──────── Source passage
Thread Pinning¶

Learn how to pin threads to specific CPUs for NUMA locality.

Why Pin Threads?¶

Without pinning, the OS scheduler can move threads between CPUs:

Thread migrates to different NUMA node
Memory that was local becomes remote
Performance becomes unpredictable

Basic Pinning¶

use numaperf::{ScopedPin, CpuSet};

fn main() -> Result<(), numaperf::NumaError> {
    let cpus = CpuSet::parse("0-3")?;  // CPUs 0, 1, 2, 3

    {
        let _pin = ScopedPin::pin_current(cpus)?;
        // Thread is now restricted to CPUs 0-3

        // Do work here...

    } // Pin automatically restored when dropped

    Ok(())
────────────────
Required work:
A – Quote the thread pinning page from "Basic Pinning¶" up to and including "Do work here...".
B – The thread pinning page says the OS scheduler can move threads between CPUs without pinning. List the results of this that the page gives.
──────── Collected material
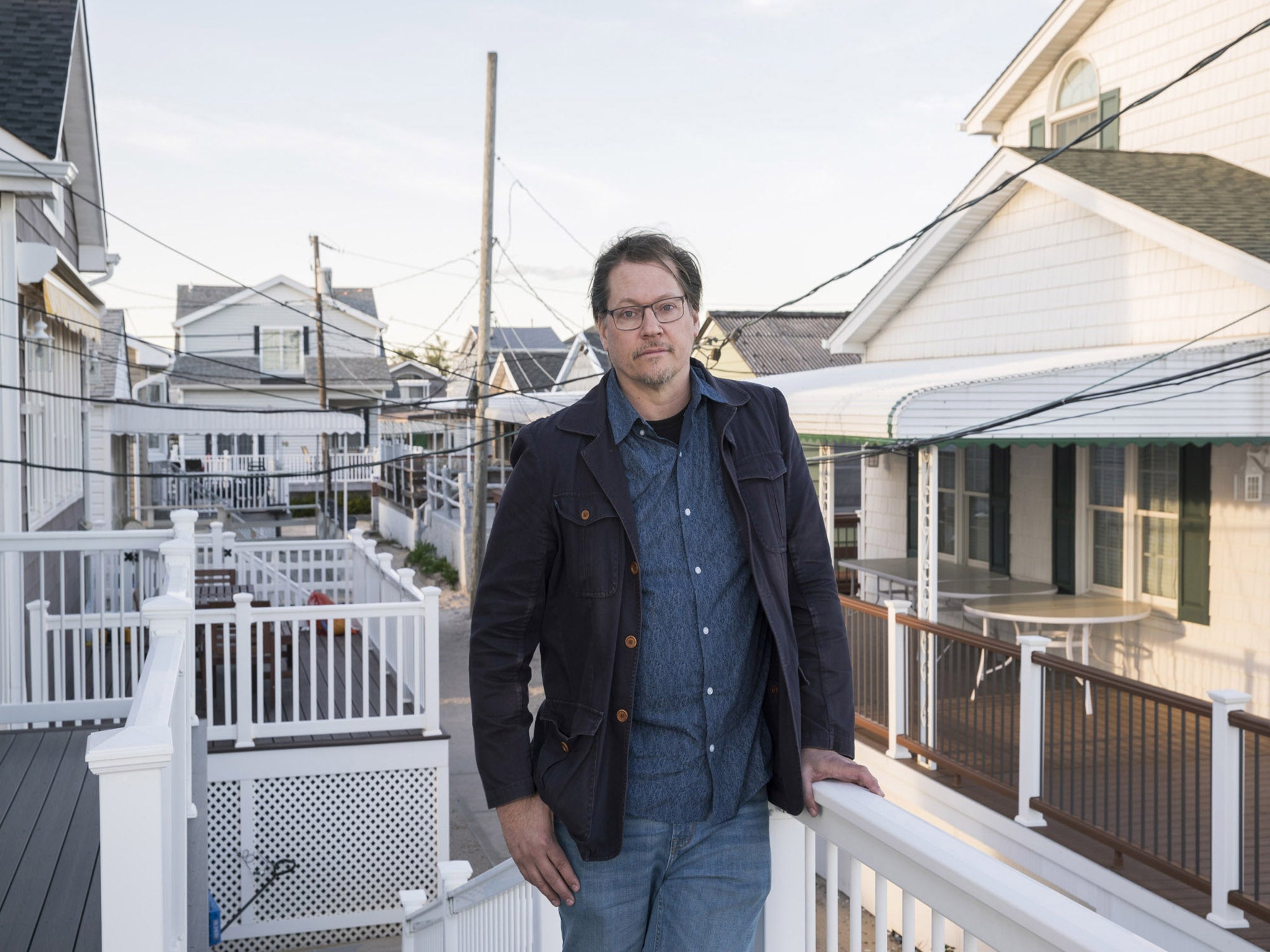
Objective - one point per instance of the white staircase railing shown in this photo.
────────────────
Task-by-task solutions:
A –
Basic Pinning¶

use numaperf::{ScopedPin, CpuSet};

fn main() -> Result<(), numaperf::NumaError> {
    let cpus = CpuSet::parse("0-3")?;  // CPUs 0, 1, 2, 3

    {
        let _pin = ScopedPin::pin_current(cpus)?;
        // Thread is now restricted to CPUs 0-3

        // Do work here...

B –
- Thread migrates to different NUMA node
- Memory that was local becomes remote
- Performance becomes unpredictable